Write out the data again exactly, skipping every picture.

[Start of section]

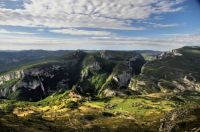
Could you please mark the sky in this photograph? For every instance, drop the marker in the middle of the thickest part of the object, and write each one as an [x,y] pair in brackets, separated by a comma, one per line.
[99,24]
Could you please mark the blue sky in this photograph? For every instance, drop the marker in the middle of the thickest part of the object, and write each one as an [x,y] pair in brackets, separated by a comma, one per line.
[99,24]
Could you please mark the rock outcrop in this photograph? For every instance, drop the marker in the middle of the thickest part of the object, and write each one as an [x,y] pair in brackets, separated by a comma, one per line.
[183,119]
[11,76]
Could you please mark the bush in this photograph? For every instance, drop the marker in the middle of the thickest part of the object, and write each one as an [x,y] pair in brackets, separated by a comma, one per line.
[72,105]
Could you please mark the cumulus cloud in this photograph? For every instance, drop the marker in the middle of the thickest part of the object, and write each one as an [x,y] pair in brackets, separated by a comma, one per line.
[4,31]
[72,31]
[99,43]
[109,14]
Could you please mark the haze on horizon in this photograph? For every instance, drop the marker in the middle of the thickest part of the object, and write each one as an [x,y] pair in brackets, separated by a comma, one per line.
[99,24]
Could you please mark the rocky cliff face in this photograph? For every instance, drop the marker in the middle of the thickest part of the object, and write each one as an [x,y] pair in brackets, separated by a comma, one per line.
[176,71]
[11,76]
[39,81]
[184,119]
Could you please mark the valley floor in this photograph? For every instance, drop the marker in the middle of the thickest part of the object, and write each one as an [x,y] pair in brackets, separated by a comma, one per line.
[67,112]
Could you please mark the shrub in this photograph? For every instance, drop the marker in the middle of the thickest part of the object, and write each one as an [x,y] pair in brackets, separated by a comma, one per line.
[72,105]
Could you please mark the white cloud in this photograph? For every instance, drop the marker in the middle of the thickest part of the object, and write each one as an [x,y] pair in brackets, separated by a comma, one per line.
[4,31]
[112,14]
[9,42]
[72,31]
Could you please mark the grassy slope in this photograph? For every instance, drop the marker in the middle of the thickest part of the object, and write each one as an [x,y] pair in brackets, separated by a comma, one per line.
[64,112]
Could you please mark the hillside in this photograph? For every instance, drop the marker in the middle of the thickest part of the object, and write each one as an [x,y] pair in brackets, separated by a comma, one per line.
[104,91]
[11,59]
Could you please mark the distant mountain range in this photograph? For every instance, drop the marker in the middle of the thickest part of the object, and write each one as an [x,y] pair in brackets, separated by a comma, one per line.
[129,90]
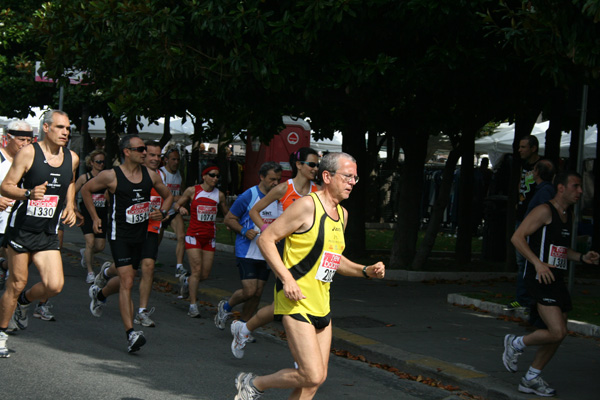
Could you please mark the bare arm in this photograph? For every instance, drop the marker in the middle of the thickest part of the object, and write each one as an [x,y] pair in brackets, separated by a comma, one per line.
[274,194]
[537,218]
[70,212]
[21,164]
[106,179]
[296,217]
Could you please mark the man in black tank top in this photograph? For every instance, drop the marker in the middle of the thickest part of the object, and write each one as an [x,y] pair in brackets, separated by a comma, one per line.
[129,185]
[41,180]
[548,228]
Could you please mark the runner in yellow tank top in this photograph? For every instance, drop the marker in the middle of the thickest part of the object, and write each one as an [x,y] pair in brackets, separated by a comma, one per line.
[309,333]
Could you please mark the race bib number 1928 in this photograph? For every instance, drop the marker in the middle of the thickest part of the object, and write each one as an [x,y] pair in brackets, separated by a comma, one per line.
[328,266]
[137,213]
[44,208]
[558,256]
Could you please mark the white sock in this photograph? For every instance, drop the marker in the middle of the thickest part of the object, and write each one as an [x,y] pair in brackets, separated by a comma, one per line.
[532,373]
[518,343]
[244,331]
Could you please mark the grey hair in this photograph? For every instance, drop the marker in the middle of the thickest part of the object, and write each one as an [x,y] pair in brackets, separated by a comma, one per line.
[124,143]
[268,166]
[19,125]
[49,116]
[331,162]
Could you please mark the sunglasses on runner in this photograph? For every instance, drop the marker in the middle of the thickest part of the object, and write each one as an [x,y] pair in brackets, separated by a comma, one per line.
[310,164]
[139,149]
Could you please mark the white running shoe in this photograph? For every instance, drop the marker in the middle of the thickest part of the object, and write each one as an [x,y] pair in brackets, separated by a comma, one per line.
[3,350]
[239,340]
[82,252]
[20,316]
[101,280]
[511,353]
[90,278]
[222,315]
[135,341]
[193,311]
[184,287]
[42,311]
[95,305]
[537,385]
[143,318]
[246,390]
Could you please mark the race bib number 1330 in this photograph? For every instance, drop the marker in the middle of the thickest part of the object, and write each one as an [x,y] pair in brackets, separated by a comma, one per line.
[44,208]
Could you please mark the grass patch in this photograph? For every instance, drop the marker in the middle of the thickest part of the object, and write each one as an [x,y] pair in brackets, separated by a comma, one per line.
[585,306]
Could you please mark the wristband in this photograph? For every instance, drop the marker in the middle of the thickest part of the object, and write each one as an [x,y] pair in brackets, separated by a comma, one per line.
[365,272]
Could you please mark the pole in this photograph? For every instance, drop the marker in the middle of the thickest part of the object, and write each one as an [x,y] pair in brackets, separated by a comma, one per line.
[577,211]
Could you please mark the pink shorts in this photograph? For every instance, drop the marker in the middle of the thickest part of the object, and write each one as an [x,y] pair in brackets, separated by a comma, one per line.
[199,242]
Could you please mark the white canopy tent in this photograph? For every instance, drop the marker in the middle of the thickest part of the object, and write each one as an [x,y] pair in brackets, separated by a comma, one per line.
[501,141]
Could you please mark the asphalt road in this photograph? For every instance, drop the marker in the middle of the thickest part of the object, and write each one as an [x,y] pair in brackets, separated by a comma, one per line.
[83,357]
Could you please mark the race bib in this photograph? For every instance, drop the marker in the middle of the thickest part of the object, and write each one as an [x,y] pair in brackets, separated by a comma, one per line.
[137,213]
[558,256]
[174,188]
[99,200]
[206,213]
[44,208]
[327,266]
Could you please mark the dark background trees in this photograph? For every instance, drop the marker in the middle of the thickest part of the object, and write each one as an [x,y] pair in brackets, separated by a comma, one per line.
[400,71]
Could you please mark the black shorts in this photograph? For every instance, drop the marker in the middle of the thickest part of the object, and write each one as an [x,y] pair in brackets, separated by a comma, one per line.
[253,269]
[553,294]
[317,322]
[150,247]
[126,253]
[167,222]
[23,241]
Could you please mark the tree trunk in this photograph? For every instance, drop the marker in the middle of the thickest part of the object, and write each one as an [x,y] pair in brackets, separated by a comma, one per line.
[411,187]
[166,132]
[353,143]
[437,214]
[465,199]
[596,200]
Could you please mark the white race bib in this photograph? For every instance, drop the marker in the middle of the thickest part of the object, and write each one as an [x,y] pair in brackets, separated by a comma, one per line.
[557,256]
[206,213]
[328,266]
[137,213]
[44,208]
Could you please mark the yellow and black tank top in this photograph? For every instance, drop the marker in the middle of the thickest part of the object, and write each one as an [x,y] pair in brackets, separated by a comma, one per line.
[312,257]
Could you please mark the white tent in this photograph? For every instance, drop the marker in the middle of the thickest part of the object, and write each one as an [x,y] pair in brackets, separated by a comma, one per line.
[501,141]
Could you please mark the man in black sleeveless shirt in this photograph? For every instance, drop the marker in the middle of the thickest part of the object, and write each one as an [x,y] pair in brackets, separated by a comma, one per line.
[41,180]
[548,228]
[129,185]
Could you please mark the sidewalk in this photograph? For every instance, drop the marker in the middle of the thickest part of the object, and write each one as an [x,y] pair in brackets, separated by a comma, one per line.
[410,325]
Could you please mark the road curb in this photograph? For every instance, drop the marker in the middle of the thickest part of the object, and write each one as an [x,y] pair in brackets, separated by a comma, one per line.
[580,327]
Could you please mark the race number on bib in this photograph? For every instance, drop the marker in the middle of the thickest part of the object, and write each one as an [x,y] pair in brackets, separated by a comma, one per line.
[44,208]
[137,213]
[558,256]
[327,267]
[206,213]
[99,200]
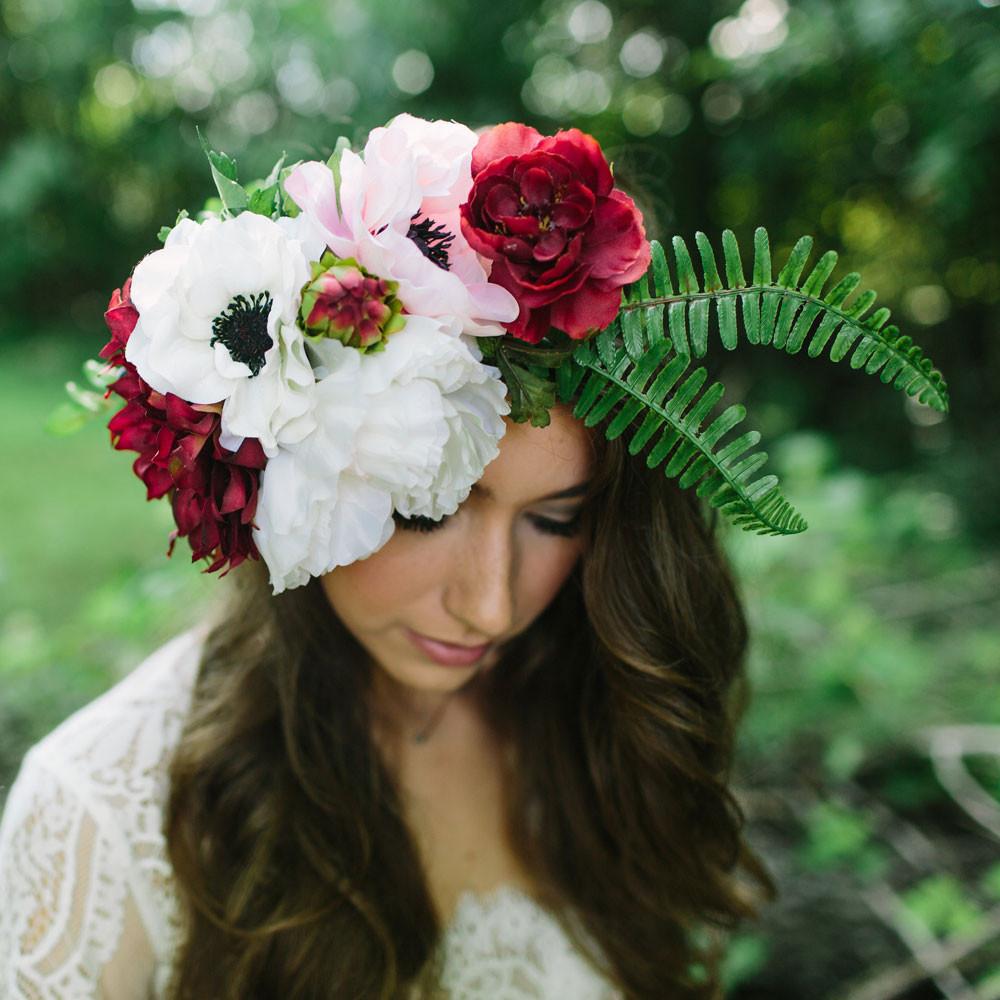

[End of section]

• **ANSWER BOX**
Could you please mark the sky in this photograph? For every instance, drop the marker in the middle of the thickest part of the object, and write each one as an [x,y] pair in brackets, separated by a comma, one per line.
[99,24]
Could you please mark the blue sky in this photograph? For every instance, drop the marker in the middle of the thickest part of the object, and write each one as an [x,y] pair in brackets, separated by a comma, one per line.
[99,24]
Could you please mark the rock outcrop in this photograph? For every instance, drop the marker in the middle of the thickest part of the object, and write each one as an [x,y] pair in brackets, separated by a comma, one per line.
[183,119]
[11,76]
Could you please mark the bush in this photograph? For every instance, drop the marker in the middle of the thickest part of the object, and write each one as an [x,y] pair in brackets, separated by a comma, one per line.
[72,105]
Could you please mark the cumulus cloud in this photograph? For every instance, drop the marker in the middle of the thickest part of the object, and write each one as an [x,y] pair in brackets, separated by a comma, one per line.
[4,31]
[72,31]
[99,43]
[109,14]
Could you please mark the haze on horizon in this photograph? For every instance, drop the marker in the middle of the thickest part of the object, and write each one as an [x,y] pair in brackets, separated by a comma, one per line.
[99,24]
Could you please mark the rocky cliff face in this photograph? For every instance, drop the marker in the middle of the thickest part of the object, and write each one as an [x,y] pair in brackets, separated by a comma, one per line.
[176,71]
[11,76]
[39,81]
[184,119]
Could you please mark the valley floor in this photograph? For every instance, drop the marker in the middle of the thickest part of the object, and write each one as an [x,y] pair in brackets, separated by a comma, one per line.
[67,112]
Could you please mark the shrub in this photograph? For every instance, drop the marker in the middle of the thickest part of the object, and write each one as an [x,y] pair in brackets, separated by a comma, one per line.
[72,105]
Could you please mark the white cloud in this photograph? For every instance, drop the marker in the middle of the thickest part of the object, and write each one as an [x,y] pair in brackets, separated by a comma, one per line.
[4,31]
[112,14]
[9,42]
[72,31]
Could you please mark the grassy slope in this photograph? For every instance, drop the marker in the middle of the thickest part of the object, and write each one as an [x,y] pair in brackets, separated by a comma, one per line.
[64,112]
Could you please mark the hillside in this photograph? For every instance, drop the marker in the middle of the thickest part of the object, and write each one as an [x,y] pair in brackets, separated by a comma, one per line.
[104,91]
[11,59]
Could you please mark the distant mountain range in this photograph? For every instance, drop the marker in the middle of the thickest part of the object, and write each one as an [x,y] pair in brackets, separated by a comma, one per line.
[129,90]
Could you please mark the bare arm in this photograph? For every instance, drop the marker in the middle of the thickest part of the object, and write each one as an [x,y] pair in brackets, separated by a comma, one per line.
[274,194]
[537,218]
[70,212]
[21,164]
[106,179]
[296,217]
Could you please mark the man in black tank top in this photograph? For every instance, drop the marker in the middle of the thickest part of the object, and write each one as an [x,y] pair in brackets, separated by a comma, one per line.
[129,185]
[41,180]
[548,228]
Could you please mark the runner in yellow tank top in this photograph? For every instance, drop the marker in the middle of the thickest part of the object, and write each one as an [x,y] pair in brackets, separated by a comma, one per line.
[309,333]
Could you please mark the race bib number 1928 in this photograph? For every instance, drop the marker in the middle of the thickest part of the object, and write each one as an [x,y] pair in brackets, separated by a comma, one per line.
[328,266]
[137,213]
[44,208]
[558,256]
Could you please mark the white sock in this photograph? For every instance, drop the marker in the middle of the thickest part of the object, and write each one as an [x,y] pair in brackets, separated by a comma, one per line.
[532,373]
[518,343]
[244,331]
Could you please mark the grey hair in this photograph? For every instance, drop the marker in the middle of the thickest part of the object, and write each one as an [x,y] pair in brackets, separated by a comma, one per line.
[124,143]
[268,166]
[19,125]
[49,116]
[331,162]
Could you please mark the sunglasses on runner in this photograph? For every instance, drop the marker in the middle of the thickest part of the object, and write each one as an [x,y] pair in brackets, separated by a comma, one per line.
[310,164]
[139,149]
Could you please mark the white running shoe in this photograph? For every instance, drop the marker in the middle of the thickest part of the object, and write each one as an [x,y] pair in brackets, separated by a comma, one per line.
[3,350]
[239,340]
[82,252]
[20,316]
[101,280]
[511,353]
[90,278]
[222,315]
[135,341]
[193,311]
[184,287]
[42,311]
[95,305]
[537,385]
[143,318]
[246,390]
Could you please mark the race bib number 1330 in this photograph? For every instance, drop the marker in the middle of the thickest part of the object, and write each one as an [x,y] pair in brackets, separated by a comma, one per line.
[44,208]
Could you please mark the grass patch in this photograph? For every instance, drop the marker in the middle of the thickest part of the object, and write each one as an [x,y] pair in brackets, separated by a comma, one per line.
[585,306]
Could you please mark the wristband in this photograph? For every instance, drop the marker in the middle of the thickest part of the object, and write each one as an [x,y] pair in brackets, separated by a comma, one per line.
[365,272]
Could you please mark the pole in this photograph? For every instance, drop the marker in the middle of the thickest part of the object, and write each one as an [x,y] pair in brackets, separated by a comma, one per line.
[577,211]
Could you please mark the pink shorts in this photograph? For every instance, drop the marker in the middle of the thickest part of the object, and write each one as an [x,y] pair in brackets, separated by a comma, one per line.
[199,242]
Could you please mark the white canopy tent in this photograph? For every instance, drop the marker in the middle of the thickest part of the object, and write each one as an [x,y] pair in brackets, separated by a comma, one per line.
[501,141]
Could you please mark the asphalt road in this photograph? For every instance, drop the marker in the middle of the thickest part of the object, and write each one as an [x,y] pair in brackets, separated by a comma, one per line.
[83,357]
Could you please mark the race bib in this photograph? For every instance, drop the marker in the middle of the thickest part of the object, and write each one as an [x,y] pair in brackets, separated by a comma, one per line.
[137,213]
[558,256]
[174,188]
[99,200]
[206,213]
[44,208]
[327,266]
Could you please mark the dark background trees in this photograph? For every instance, drop the marker in the middle of the thickest part of the object, and write each one as an [x,y] pair in brackets, separated by a comma, one per line.
[400,71]
Could you please mark the black shorts in this photograph? For every instance, drop the marker in the middle of the thickest part of the object, and write each one as an [x,y] pair in brackets, separated by a comma, one per line.
[253,269]
[553,294]
[317,322]
[150,247]
[126,253]
[167,222]
[23,241]
Could you please mark the tree trunk in this photograph? For every instance, drop the marker in the middle of the thickest part of the object, and write each one as an [x,y] pair in brackets, separated by a comma, one per line.
[411,187]
[166,132]
[353,143]
[437,214]
[465,199]
[596,200]
Could you please mark the white race bib in this photograph? For every instance, drop the marker in the middle of the thickest part of the object, and write each one as an [x,y] pair in brackets, separated by a comma, one per line.
[557,256]
[206,213]
[328,266]
[137,213]
[44,208]
Could you please mark the yellow and black tank top in this photograph? For every instance, drop the marker in the middle of the thickest part of the object, and write each one as an [x,y] pair in brackets, separated by a comma, one per line.
[312,257]
Could you please mark the white tent in this photograph? For every instance, drop the marker in the middle of the thickest part of the object, and write each one as an [x,y] pair in brackets, separated by a comma, one per line.
[501,141]
Could you please mark the man in black sleeveless shirt in this photograph? For every instance, drop the marker in the middle of the thickest part of the object, and write each one as an [x,y] pair in brackets, separated by a comma, one per line.
[41,180]
[548,228]
[129,185]
Could you please mark the sidewalk in this photograph? For every instance, drop the marker in the middle of the thickest part of the object, and write each one as an [x,y] pair in brackets, separated by a comma, one per line.
[410,325]
Could you please mark the road curb in this photograph? For every instance, drop the marker in the middle of the thickest part of the object, and write each one as an [x,y] pair in brackets, separated by a comma, one per line.
[580,327]
Could you please mark the race number on bib in this photograph? For every instance, drop the marker in the middle of the thickest part of the object, and write each one as an [x,y] pair in brackets, separated by a comma, one per line.
[44,208]
[137,213]
[558,256]
[327,267]
[206,213]
[99,200]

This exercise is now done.